** Start of DATA SHOWN **

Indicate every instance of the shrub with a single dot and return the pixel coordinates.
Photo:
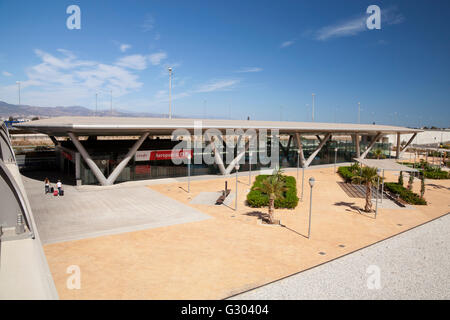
(257, 199)
(346, 173)
(405, 194)
(400, 178)
(436, 174)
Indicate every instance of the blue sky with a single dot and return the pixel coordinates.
(234, 59)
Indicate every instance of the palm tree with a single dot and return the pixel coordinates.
(369, 177)
(378, 153)
(274, 187)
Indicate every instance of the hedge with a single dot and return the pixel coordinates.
(257, 199)
(346, 173)
(436, 174)
(405, 194)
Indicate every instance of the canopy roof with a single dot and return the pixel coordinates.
(385, 164)
(163, 126)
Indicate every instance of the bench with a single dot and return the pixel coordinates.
(222, 198)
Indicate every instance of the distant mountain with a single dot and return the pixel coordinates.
(25, 111)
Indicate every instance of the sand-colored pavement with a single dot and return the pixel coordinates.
(231, 253)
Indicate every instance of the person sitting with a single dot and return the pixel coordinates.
(47, 185)
(59, 186)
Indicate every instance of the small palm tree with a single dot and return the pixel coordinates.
(400, 178)
(422, 185)
(410, 181)
(369, 177)
(378, 153)
(274, 187)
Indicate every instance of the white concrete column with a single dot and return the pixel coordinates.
(397, 153)
(77, 168)
(87, 158)
(369, 147)
(313, 155)
(300, 149)
(358, 151)
(409, 142)
(115, 174)
(237, 159)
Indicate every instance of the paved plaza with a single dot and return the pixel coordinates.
(92, 212)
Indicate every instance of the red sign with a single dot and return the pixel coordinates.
(163, 154)
(142, 169)
(67, 155)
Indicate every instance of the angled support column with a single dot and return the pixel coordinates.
(230, 167)
(313, 155)
(319, 138)
(358, 151)
(87, 158)
(300, 149)
(113, 176)
(286, 149)
(409, 142)
(217, 156)
(56, 142)
(369, 147)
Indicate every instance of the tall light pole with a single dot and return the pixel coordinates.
(189, 171)
(359, 112)
(303, 180)
(311, 184)
(250, 171)
(378, 188)
(170, 92)
(18, 85)
(335, 158)
(111, 103)
(237, 169)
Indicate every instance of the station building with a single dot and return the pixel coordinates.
(108, 150)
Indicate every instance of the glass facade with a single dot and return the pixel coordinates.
(157, 169)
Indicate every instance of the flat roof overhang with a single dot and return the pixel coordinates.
(60, 126)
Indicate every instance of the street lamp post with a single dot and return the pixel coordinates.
(250, 167)
(359, 112)
(237, 169)
(303, 181)
(335, 159)
(18, 85)
(111, 103)
(170, 92)
(376, 201)
(311, 183)
(189, 172)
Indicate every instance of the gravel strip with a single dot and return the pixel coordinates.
(412, 265)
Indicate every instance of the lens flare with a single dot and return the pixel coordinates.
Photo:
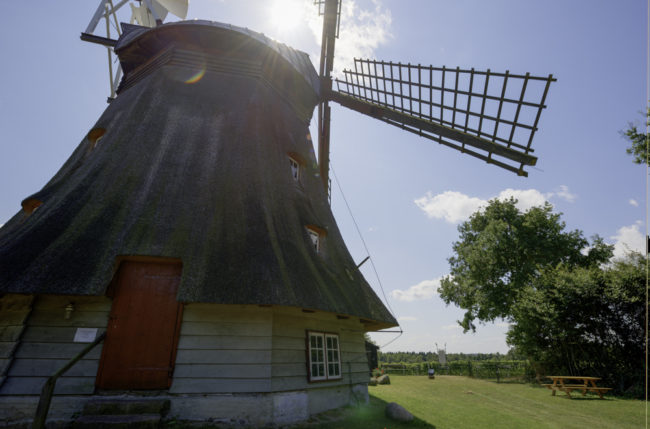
(197, 76)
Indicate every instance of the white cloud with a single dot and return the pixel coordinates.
(362, 31)
(526, 198)
(627, 239)
(452, 206)
(565, 194)
(424, 290)
(455, 207)
(452, 327)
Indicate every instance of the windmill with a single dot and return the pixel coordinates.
(192, 223)
(148, 13)
(488, 115)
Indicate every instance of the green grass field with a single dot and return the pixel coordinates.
(461, 402)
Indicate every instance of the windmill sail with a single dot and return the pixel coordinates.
(491, 116)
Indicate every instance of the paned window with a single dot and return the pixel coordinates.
(324, 356)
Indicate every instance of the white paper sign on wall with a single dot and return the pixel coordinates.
(85, 335)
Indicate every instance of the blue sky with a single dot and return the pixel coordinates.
(407, 194)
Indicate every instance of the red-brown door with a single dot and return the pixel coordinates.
(142, 333)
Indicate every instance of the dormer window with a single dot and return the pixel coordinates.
(315, 239)
(295, 169)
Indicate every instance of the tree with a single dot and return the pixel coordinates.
(586, 320)
(501, 250)
(638, 142)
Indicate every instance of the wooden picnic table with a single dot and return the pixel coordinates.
(569, 383)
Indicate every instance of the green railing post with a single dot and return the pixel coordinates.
(48, 389)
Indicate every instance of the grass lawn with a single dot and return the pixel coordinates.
(461, 402)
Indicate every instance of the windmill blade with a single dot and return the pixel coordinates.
(491, 116)
(176, 7)
(331, 11)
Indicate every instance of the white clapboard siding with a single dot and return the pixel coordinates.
(289, 357)
(14, 309)
(224, 348)
(47, 344)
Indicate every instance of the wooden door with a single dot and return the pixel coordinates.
(142, 334)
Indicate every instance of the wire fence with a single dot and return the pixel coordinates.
(503, 371)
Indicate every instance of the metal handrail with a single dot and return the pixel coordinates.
(48, 388)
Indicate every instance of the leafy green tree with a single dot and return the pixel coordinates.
(638, 142)
(501, 250)
(586, 320)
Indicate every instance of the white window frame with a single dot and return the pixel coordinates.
(314, 236)
(295, 169)
(328, 360)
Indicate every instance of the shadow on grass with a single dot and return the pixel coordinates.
(360, 417)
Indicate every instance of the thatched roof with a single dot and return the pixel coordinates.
(198, 172)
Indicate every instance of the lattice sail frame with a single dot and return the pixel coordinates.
(496, 114)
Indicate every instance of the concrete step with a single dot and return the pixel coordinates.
(126, 406)
(119, 421)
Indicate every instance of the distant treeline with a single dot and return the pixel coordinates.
(418, 357)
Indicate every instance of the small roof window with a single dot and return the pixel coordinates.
(295, 169)
(316, 235)
(30, 205)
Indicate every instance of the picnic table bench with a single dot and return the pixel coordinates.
(561, 382)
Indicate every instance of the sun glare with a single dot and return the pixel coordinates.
(286, 14)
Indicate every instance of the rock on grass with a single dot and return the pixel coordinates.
(396, 412)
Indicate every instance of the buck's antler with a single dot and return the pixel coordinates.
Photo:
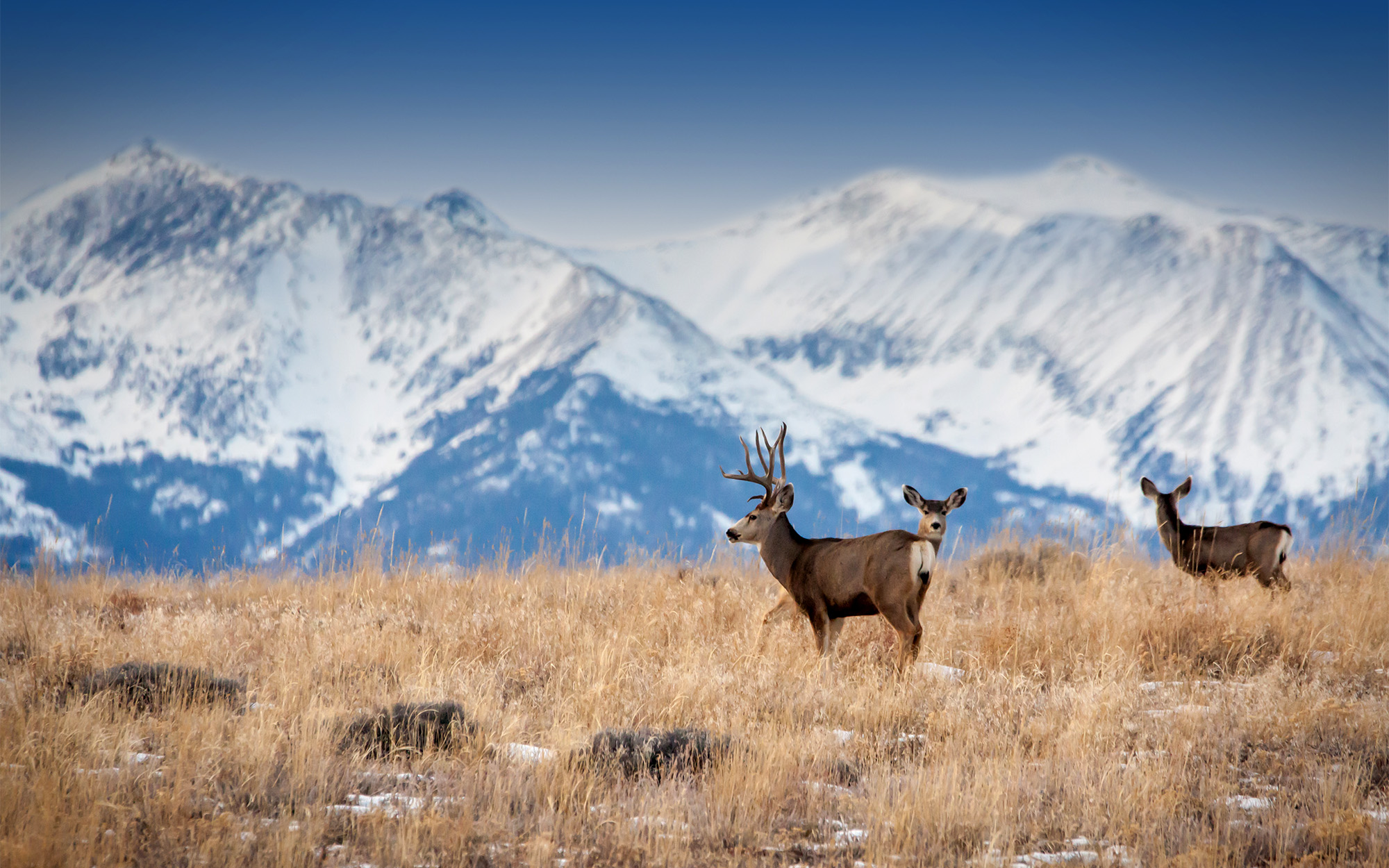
(769, 478)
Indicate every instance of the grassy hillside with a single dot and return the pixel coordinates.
(1098, 696)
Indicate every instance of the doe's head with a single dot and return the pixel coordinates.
(1170, 498)
(934, 512)
(779, 498)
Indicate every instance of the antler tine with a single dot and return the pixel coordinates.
(749, 476)
(767, 471)
(781, 451)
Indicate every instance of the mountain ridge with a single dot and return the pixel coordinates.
(203, 366)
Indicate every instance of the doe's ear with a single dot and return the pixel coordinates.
(783, 498)
(915, 498)
(956, 499)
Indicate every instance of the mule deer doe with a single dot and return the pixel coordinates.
(933, 527)
(1256, 549)
(833, 580)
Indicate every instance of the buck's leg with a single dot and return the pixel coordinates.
(784, 603)
(820, 623)
(835, 626)
(909, 634)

** End of DATA SHOWN **

### WHAT THE TASK ASKS
Starting with the line that contains "Indicate every instance of the mule" and going on through the final line of the data above, give those lines as a numbered list, omitting any blank lines.

### SOLUTION FOR THIS TASK
1. Indicate every instance of the mule deer doe with a single dot and return the pixel coordinates.
2. (933, 527)
3. (1256, 549)
4. (833, 580)
5. Indicate every instance of the buck's leg with a single dot and return the pixel coordinates.
6. (784, 603)
7. (820, 623)
8. (835, 626)
9. (909, 634)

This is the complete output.